> _To be done_: Every record here needs to be written out again exactly.

-*-

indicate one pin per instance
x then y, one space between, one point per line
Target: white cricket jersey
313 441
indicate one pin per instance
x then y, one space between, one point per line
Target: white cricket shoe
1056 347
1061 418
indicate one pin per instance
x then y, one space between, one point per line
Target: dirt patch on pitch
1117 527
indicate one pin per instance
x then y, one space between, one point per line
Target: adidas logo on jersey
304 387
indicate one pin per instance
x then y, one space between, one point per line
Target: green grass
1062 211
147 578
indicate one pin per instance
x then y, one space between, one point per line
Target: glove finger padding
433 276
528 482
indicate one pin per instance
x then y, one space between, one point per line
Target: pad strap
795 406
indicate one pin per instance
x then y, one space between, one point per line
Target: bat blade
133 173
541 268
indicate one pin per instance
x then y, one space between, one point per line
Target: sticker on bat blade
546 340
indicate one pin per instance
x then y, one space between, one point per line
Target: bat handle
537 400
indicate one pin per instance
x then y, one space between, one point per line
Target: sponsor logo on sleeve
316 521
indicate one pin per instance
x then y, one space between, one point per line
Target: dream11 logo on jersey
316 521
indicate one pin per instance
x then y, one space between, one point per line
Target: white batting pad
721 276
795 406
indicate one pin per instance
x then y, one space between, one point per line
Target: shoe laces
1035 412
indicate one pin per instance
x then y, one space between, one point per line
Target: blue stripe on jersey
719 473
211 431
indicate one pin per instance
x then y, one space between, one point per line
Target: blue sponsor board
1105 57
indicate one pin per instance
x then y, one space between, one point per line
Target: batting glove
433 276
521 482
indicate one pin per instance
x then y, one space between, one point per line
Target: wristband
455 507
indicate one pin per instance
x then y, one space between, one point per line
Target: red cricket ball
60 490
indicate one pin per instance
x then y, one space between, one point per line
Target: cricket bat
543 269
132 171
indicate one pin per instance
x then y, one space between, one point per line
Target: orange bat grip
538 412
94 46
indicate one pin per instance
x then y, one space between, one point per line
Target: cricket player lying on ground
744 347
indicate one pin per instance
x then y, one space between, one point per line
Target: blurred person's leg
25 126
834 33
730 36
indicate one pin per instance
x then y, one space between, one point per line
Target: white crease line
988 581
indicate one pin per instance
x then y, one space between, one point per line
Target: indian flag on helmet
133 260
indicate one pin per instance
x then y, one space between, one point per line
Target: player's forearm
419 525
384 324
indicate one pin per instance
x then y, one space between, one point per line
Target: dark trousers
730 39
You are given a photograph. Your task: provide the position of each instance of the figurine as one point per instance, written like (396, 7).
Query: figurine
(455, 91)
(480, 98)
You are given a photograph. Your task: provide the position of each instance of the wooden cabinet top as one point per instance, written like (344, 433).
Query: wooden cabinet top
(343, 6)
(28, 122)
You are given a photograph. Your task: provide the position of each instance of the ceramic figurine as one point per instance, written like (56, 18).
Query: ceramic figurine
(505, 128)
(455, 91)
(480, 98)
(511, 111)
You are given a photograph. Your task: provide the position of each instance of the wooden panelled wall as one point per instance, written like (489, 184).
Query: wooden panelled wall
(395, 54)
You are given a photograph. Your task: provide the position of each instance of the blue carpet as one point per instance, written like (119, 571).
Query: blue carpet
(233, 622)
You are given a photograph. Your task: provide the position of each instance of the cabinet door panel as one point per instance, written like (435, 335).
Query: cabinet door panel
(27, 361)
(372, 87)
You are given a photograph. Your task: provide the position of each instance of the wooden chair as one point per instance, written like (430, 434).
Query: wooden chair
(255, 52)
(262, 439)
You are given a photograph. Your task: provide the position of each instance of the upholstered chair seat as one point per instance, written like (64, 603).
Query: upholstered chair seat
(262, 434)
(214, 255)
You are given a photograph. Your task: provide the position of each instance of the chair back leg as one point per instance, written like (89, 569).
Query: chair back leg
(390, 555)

-*-

> _Answer to this problem_:
indicate one pin per instance
x then y, one space between, one point per line
Target: white cricket jersey
313 441
indicate one pin per instance
x then y, one space between, one point per line
Target: white cricket shoe
1056 347
1061 418
indicate one pin per instance
x then y, one space between, one point per line
Target: dirt patch on pitch
1117 527
indicate one pin per instance
x then y, one space between, one point per line
Target: adidas logo on jersey
304 387
indicate one pin per instance
x then y, one space between, one point per line
Target: green grass
1062 211
147 578
indicate one pin per instance
x then y, one space between, one point per line
Target: glove finger padding
433 276
528 482
indicate one pin per instance
x then y, one space between, one point per line
Target: pad strap
795 406
indicate one pin per instance
x then y, one space between, one point per line
Target: bat blade
133 173
541 268
indicate one pin per instance
x then y, one space between, one point per line
Target: sticker on bat blade
546 340
indicate one pin per instance
x then y, one space between, one point per line
Target: bat handle
537 400
indicate one pin per instance
x then y, one space between, one point per line
Target: sponsor logo on sleeve
316 521
indicate one pin per instance
x then y, one space between, one point per line
Target: dream11 logo on jersey
316 521
indicate one pin per instance
x then y, one space between, one point per line
Target: white batting pad
721 276
795 406
indicate one pin per instance
x then y, one space between, one point per line
Target: shoe laces
1035 412
indicate one pin per instance
x then y, one space between, one point per line
Target: blue stripe on jersey
719 473
211 431
indicate one pin per instance
x then y, one space between, one point per line
Target: blue sponsor board
1105 57
indicate one pin per instance
x then y, one space between, one point per line
Target: batting glove
433 276
521 482
indicate one pin per instance
x then y, one space between, one point per line
Target: wristband
455 507
indicate one pin per instance
x then y, one space between, one point per line
Target: red cricket ball
60 490
indicate one pin per instance
x then y, one space between, one point per line
Target: cricket bat
543 269
132 171
indicate one pin per instance
x then y, one space between, one point per line
Target: orange bat grip
538 412
94 46
indicate one pin per instance
x then y, one space between, one point per line
Target: cricket player lying on ground
744 347
indicate one pin per instance
x then y, one space between, one point per line
Target: blurred person's leg
25 126
834 33
730 36
indicate one pin per instance
x then y, one space between, one point per line
Target: white crease line
988 581
indicate one pin per instance
x then y, one space between, one point per line
Target: indian flag on helmet
133 260
indicate one pin per instance
x then y, one space between, one point per line
Target: player's forearm
419 525
384 324
indicate one pin per instance
x then y, one space between, one point per line
Target: dark trousers
730 39
You are given a photograph. Your task: provide the position of each instance of the figurine as one point per instance, written like (396, 7).
Query: figurine
(455, 91)
(480, 98)
You are given a photograph. Your task: provide the position of each instance of the wooden cabinet top as one point per instance, written like (344, 433).
Query: wooden cabinet top
(343, 6)
(28, 122)
You are given a photograph. Your task: provide the position of each instance of the ceramic figurine as one point per instance, written like (56, 18).
Query: ceramic figurine
(505, 128)
(455, 91)
(480, 98)
(511, 111)
You are given a photograph. Your task: provide the position of each instance of the wooden panelled wall as one point per instance, written like (489, 184).
Query: wooden panelled wall
(395, 54)
You are given a photograph. Your task: provide the position of each instance of the blue carpet as one point per instance, written like (119, 571).
Query: blue carpet
(233, 622)
You are given a photograph. Your task: provide the position of each instance of the cabinet door panel as one point per instance, written like (435, 335).
Query: cabinet door panel
(27, 361)
(372, 87)
You are given a photograph. Your task: provide the position of each instance of the wooden chair as one point per instance, written like (430, 434).
Query: wooden chair
(255, 52)
(262, 439)
You are given a photograph. Your task: provide the position of each instance of the upholstered chair seat as one point per instance, written like (64, 603).
Query: upholstered chair seat
(262, 434)
(214, 255)
You are given a photograph. Your task: provide the position of each instance of the chair back leg as one point per instance, written like (89, 569).
Query: chair back leg
(390, 555)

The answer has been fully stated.